__Exercise directions__. From the entries below, list each line with "vegetation".
_ _ _ _ _
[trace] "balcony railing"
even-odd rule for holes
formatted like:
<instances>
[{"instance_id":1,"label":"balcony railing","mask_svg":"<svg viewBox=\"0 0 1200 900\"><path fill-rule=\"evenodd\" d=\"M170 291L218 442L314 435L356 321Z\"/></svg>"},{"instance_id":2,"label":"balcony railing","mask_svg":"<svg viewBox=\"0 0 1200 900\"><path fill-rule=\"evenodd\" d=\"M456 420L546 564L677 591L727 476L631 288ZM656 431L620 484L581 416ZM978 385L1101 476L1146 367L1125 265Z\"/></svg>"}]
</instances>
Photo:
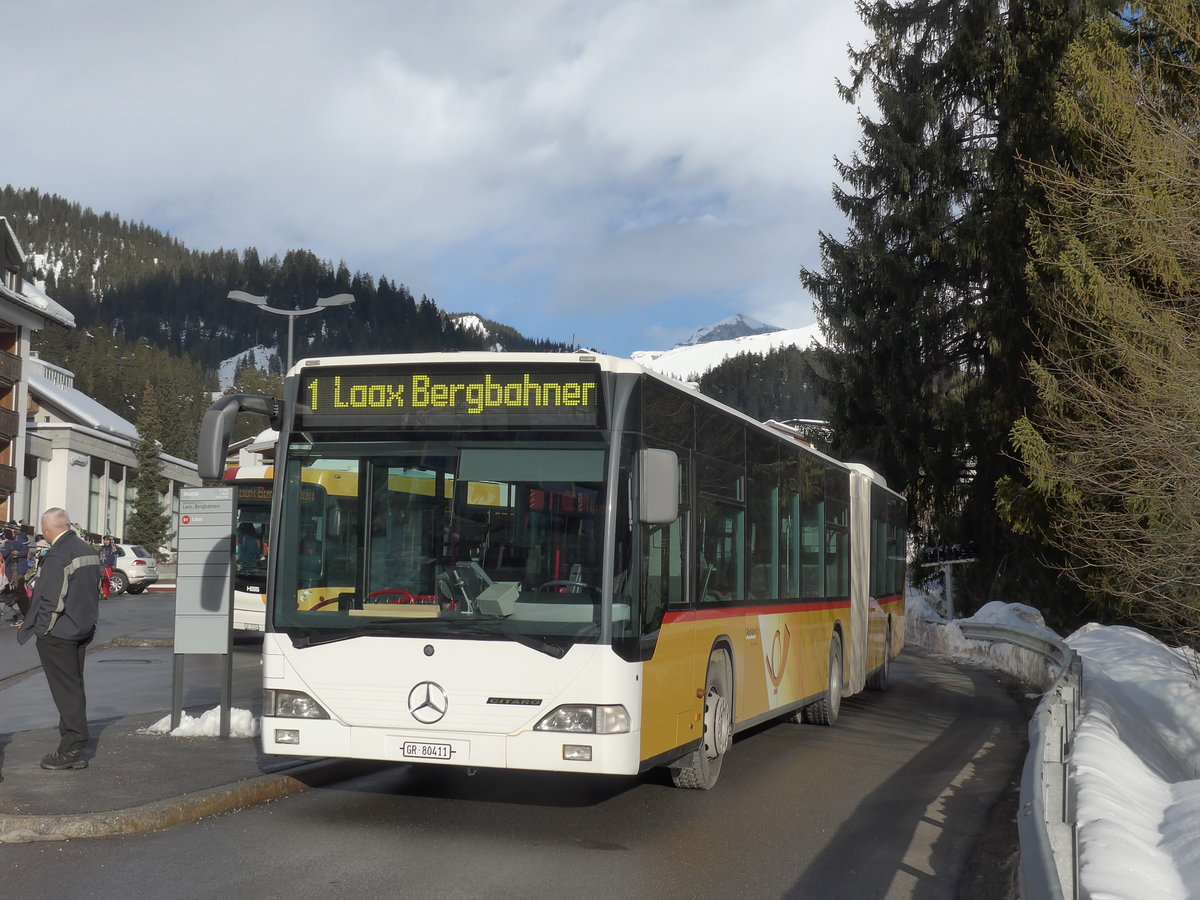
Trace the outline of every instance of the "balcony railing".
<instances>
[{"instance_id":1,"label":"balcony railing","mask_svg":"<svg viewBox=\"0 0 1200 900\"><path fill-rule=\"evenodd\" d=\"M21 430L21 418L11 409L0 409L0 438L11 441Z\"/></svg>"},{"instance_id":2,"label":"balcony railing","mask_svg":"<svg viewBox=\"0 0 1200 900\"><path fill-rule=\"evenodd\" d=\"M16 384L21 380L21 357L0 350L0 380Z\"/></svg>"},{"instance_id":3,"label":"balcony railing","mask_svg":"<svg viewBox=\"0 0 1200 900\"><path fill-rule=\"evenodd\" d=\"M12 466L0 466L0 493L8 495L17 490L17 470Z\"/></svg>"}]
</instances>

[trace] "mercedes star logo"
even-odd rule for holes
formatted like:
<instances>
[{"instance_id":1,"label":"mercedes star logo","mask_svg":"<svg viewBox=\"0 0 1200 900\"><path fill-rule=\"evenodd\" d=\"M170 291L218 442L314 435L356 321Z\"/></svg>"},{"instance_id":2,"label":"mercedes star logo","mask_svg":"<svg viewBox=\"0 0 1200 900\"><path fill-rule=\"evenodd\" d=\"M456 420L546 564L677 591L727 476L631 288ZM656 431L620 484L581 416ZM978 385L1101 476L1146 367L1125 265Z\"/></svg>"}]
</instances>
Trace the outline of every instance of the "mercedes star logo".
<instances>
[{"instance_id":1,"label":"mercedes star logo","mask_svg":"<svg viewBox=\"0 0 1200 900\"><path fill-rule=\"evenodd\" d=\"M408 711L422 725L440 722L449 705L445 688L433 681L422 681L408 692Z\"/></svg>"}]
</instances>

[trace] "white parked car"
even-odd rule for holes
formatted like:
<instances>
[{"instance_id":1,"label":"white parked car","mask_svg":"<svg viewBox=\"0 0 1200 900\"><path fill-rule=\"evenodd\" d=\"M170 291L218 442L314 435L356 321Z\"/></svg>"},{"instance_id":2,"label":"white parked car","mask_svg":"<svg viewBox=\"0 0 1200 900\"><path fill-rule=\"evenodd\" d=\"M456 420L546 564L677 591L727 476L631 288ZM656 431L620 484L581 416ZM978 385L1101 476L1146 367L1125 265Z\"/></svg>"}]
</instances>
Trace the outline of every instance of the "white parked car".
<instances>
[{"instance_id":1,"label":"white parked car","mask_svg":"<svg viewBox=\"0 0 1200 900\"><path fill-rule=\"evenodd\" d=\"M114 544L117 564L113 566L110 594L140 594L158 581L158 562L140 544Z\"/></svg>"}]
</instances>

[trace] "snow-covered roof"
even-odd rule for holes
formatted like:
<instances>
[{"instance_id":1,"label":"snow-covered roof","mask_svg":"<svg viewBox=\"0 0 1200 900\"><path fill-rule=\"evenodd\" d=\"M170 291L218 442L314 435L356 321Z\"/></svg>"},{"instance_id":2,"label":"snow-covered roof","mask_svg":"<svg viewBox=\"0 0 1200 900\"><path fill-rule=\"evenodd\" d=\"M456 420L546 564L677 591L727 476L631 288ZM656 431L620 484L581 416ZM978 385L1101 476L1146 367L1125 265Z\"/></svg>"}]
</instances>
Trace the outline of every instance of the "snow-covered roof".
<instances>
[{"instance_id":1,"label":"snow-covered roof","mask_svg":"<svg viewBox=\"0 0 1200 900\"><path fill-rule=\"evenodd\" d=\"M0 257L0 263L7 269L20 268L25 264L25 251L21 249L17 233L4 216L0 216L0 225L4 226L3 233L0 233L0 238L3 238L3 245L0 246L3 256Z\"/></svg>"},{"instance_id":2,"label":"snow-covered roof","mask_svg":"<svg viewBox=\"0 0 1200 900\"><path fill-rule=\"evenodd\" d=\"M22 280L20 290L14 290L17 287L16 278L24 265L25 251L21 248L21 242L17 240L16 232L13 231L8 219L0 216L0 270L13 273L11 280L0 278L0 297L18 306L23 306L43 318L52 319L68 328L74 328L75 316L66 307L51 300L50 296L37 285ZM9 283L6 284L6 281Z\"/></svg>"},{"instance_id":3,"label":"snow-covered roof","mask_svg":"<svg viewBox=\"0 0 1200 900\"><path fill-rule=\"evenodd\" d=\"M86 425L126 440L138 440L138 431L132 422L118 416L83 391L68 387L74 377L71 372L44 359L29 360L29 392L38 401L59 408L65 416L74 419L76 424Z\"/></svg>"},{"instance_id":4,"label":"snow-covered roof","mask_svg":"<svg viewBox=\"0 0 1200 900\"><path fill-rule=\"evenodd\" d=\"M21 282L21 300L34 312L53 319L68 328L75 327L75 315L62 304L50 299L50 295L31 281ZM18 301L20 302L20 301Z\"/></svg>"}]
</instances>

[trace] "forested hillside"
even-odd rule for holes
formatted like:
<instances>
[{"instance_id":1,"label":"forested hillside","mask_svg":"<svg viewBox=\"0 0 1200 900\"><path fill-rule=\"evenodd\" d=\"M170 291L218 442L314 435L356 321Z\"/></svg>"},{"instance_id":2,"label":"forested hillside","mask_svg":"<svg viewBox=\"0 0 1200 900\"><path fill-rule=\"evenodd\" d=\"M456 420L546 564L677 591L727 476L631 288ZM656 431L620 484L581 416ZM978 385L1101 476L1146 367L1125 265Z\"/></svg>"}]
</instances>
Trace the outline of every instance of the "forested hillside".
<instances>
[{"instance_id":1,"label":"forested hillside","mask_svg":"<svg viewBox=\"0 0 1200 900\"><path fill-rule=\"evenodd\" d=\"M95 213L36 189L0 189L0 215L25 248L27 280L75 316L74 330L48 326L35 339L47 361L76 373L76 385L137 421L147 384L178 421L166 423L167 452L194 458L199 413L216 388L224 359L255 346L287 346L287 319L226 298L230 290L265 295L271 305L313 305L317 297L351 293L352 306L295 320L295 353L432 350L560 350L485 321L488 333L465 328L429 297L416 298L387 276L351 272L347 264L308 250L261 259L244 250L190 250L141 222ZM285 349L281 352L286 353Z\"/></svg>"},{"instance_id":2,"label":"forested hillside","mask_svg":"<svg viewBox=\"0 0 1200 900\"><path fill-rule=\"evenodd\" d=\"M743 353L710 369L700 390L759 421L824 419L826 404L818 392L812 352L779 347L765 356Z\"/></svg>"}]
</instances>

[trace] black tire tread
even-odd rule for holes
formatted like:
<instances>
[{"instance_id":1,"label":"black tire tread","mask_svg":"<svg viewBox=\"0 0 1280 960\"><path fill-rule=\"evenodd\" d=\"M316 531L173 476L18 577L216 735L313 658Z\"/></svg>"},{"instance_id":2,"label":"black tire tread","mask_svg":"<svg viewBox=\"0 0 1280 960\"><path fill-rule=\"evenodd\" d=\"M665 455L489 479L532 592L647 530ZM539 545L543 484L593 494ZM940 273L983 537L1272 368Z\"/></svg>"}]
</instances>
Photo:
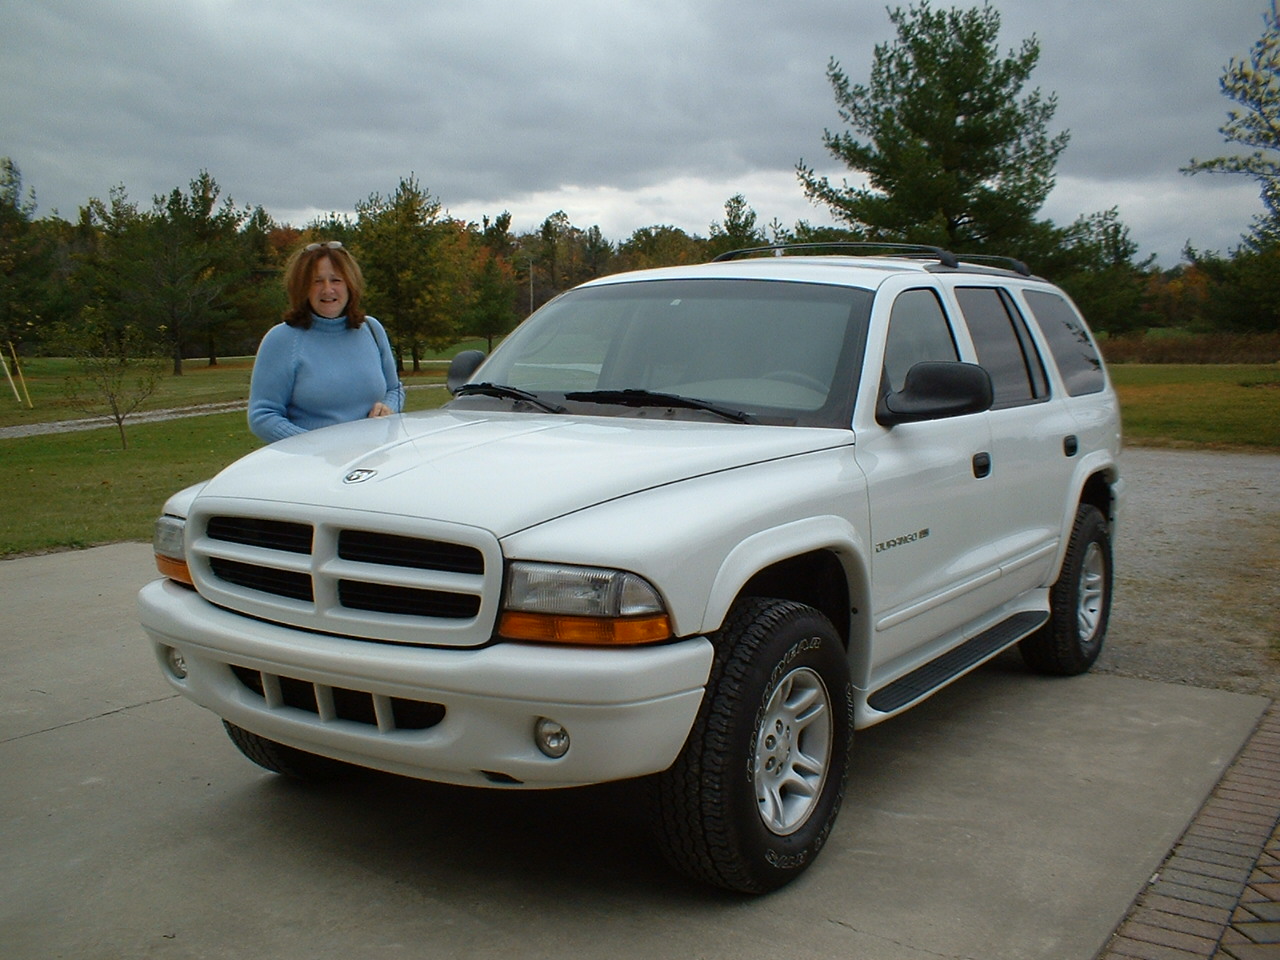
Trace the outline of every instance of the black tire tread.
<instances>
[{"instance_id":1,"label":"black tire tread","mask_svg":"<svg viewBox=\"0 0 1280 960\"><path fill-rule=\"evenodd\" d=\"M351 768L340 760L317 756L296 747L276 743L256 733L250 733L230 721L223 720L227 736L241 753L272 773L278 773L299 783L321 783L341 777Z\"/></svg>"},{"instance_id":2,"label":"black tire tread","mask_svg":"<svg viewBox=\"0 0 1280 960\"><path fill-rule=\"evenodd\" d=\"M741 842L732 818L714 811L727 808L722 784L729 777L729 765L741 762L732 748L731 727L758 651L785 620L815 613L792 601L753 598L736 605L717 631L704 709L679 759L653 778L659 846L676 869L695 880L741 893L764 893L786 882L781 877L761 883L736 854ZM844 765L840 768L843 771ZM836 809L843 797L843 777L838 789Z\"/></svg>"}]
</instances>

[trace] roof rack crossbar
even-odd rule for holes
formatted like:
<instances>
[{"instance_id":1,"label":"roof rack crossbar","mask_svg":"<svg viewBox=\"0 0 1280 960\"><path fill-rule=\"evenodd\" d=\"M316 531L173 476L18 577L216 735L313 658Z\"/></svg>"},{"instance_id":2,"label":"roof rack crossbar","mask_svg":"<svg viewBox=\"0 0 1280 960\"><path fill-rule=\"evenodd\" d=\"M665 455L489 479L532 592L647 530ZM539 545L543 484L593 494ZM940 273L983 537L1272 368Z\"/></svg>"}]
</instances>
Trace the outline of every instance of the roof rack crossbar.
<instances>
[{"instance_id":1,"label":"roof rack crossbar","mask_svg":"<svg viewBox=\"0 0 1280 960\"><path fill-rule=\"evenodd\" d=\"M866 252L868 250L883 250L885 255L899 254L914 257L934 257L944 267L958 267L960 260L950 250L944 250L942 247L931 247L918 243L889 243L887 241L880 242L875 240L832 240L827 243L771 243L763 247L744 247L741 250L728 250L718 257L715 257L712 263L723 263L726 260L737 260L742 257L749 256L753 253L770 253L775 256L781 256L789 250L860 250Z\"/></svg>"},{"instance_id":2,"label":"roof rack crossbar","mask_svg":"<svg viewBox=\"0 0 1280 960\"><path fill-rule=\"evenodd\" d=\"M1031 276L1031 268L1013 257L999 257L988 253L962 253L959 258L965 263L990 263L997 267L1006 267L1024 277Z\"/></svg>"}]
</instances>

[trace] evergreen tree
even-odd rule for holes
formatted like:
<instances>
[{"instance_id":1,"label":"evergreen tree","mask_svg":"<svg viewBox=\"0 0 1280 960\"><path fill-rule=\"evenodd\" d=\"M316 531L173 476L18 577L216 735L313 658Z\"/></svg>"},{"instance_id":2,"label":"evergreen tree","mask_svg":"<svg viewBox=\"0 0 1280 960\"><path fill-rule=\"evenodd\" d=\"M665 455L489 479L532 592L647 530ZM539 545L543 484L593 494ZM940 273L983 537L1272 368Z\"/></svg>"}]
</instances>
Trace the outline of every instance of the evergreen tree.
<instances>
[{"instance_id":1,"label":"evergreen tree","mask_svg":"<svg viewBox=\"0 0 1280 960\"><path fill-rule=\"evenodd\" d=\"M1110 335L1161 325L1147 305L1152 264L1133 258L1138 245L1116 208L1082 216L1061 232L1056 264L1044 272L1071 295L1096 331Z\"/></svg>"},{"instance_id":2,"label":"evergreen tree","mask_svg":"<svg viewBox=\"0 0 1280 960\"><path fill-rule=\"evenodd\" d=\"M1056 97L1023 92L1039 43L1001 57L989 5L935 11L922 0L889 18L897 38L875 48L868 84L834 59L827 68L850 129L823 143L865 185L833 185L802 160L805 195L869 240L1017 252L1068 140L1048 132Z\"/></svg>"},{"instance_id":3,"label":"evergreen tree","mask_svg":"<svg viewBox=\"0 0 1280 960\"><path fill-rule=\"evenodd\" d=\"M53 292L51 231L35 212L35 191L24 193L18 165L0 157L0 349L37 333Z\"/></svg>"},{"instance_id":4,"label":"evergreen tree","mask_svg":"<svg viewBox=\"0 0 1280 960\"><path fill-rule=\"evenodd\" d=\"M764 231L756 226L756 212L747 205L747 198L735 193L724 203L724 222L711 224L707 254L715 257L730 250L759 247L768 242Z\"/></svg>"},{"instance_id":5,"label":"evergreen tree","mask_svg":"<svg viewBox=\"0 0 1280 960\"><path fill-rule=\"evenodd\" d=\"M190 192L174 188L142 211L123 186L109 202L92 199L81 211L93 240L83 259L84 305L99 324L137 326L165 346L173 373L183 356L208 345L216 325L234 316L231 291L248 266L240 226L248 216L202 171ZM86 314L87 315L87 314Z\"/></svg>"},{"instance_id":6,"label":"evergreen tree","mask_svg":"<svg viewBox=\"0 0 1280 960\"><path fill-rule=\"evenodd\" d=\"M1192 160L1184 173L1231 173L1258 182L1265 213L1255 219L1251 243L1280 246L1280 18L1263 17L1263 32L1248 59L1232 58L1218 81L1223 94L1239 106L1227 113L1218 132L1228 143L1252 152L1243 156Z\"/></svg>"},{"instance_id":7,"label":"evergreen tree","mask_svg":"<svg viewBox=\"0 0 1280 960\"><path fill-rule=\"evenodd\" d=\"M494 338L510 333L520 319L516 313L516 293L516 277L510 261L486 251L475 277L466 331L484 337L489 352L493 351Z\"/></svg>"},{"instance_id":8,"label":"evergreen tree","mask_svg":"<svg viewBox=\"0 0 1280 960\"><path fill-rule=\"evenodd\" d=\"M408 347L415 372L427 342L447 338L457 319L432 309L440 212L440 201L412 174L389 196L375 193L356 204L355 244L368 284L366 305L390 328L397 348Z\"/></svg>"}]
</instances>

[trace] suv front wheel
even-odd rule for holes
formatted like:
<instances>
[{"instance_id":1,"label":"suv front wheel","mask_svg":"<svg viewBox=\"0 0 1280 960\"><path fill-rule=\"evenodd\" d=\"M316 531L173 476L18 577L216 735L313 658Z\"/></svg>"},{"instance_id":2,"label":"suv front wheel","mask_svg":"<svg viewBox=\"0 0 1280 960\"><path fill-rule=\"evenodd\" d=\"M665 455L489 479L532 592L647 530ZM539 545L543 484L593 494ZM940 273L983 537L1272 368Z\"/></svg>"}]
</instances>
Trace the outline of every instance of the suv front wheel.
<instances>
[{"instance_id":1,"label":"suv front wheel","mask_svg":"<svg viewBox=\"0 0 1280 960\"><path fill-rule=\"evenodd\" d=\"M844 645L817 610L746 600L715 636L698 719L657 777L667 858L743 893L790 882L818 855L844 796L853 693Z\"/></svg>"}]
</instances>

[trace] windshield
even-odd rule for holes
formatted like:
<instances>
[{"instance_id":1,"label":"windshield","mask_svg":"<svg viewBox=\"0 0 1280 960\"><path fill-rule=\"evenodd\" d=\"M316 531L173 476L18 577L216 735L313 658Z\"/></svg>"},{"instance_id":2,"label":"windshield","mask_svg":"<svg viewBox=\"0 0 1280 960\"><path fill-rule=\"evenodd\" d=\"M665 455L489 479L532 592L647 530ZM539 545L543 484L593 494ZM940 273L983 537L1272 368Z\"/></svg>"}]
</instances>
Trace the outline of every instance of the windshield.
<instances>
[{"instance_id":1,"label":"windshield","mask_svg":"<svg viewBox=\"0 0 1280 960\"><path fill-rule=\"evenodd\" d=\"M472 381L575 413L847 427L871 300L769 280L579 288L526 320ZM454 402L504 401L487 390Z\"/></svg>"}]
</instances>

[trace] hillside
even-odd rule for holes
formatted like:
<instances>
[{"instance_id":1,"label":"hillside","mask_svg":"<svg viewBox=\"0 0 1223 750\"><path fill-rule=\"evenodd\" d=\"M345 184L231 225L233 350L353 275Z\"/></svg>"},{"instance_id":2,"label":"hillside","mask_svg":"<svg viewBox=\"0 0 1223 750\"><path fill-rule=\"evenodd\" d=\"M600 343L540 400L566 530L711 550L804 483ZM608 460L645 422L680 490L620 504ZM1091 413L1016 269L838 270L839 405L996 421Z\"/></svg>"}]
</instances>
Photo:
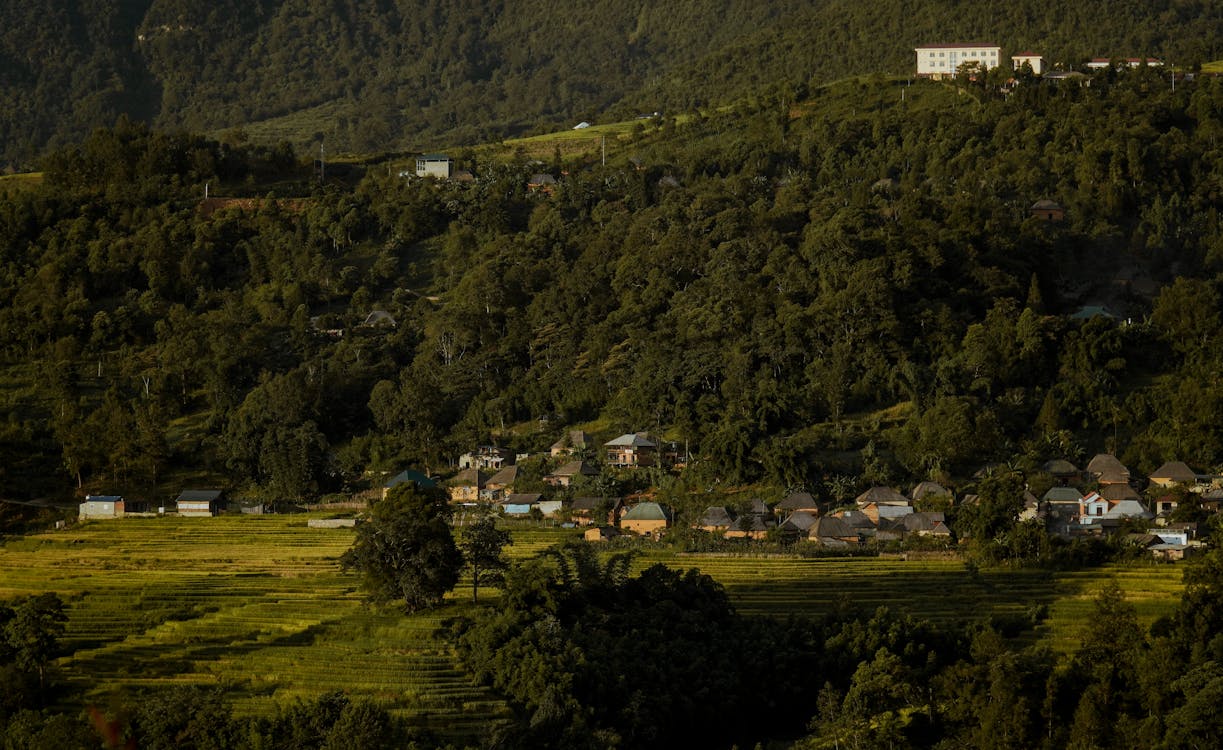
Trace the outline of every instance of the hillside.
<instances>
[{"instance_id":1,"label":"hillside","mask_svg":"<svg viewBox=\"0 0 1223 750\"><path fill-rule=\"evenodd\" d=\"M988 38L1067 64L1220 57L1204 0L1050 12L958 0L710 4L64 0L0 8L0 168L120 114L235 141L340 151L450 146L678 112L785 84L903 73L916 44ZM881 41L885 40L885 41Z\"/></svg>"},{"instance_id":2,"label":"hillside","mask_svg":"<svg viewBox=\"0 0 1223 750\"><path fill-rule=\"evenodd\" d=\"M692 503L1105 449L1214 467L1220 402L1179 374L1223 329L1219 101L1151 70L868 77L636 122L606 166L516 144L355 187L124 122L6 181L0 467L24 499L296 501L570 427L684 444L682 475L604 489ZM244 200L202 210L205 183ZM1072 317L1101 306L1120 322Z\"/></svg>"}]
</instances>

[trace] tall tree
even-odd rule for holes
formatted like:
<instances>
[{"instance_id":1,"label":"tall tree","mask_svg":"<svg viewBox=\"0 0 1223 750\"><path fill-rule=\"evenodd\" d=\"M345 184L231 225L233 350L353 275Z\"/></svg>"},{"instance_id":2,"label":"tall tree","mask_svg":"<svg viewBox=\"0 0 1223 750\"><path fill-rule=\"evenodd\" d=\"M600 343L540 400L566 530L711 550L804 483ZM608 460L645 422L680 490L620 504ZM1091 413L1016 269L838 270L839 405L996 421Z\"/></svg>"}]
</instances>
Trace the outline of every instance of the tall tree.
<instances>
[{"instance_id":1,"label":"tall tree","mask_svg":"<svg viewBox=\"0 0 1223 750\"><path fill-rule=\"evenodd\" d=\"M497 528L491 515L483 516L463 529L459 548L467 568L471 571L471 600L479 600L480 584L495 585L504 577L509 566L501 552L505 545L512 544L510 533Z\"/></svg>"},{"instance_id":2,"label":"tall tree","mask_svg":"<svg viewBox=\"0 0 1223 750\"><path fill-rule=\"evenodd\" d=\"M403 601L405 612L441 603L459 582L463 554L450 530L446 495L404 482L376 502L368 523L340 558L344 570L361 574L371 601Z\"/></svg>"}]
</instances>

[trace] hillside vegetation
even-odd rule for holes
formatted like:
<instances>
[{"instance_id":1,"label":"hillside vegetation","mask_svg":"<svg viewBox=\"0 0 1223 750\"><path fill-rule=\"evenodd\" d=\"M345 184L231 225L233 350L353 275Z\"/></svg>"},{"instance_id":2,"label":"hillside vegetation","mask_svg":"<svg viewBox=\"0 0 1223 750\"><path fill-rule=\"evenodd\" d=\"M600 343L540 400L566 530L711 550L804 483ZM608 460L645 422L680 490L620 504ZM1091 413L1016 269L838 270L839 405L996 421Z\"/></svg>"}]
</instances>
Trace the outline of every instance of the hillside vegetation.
_ _ _ _ _
__Task result__.
[trace] hillside vegetation
[{"instance_id":1,"label":"hillside vegetation","mask_svg":"<svg viewBox=\"0 0 1223 750\"><path fill-rule=\"evenodd\" d=\"M345 184L231 225L233 350L353 275Z\"/></svg>"},{"instance_id":2,"label":"hillside vegetation","mask_svg":"<svg viewBox=\"0 0 1223 750\"><path fill-rule=\"evenodd\" d=\"M600 343L540 400L566 530L711 550L804 483ZM608 460L645 422L680 490L620 504ZM1091 413L1016 269L838 270L839 405L996 421Z\"/></svg>"}]
Trace the outline of every instance of the hillside vegetation.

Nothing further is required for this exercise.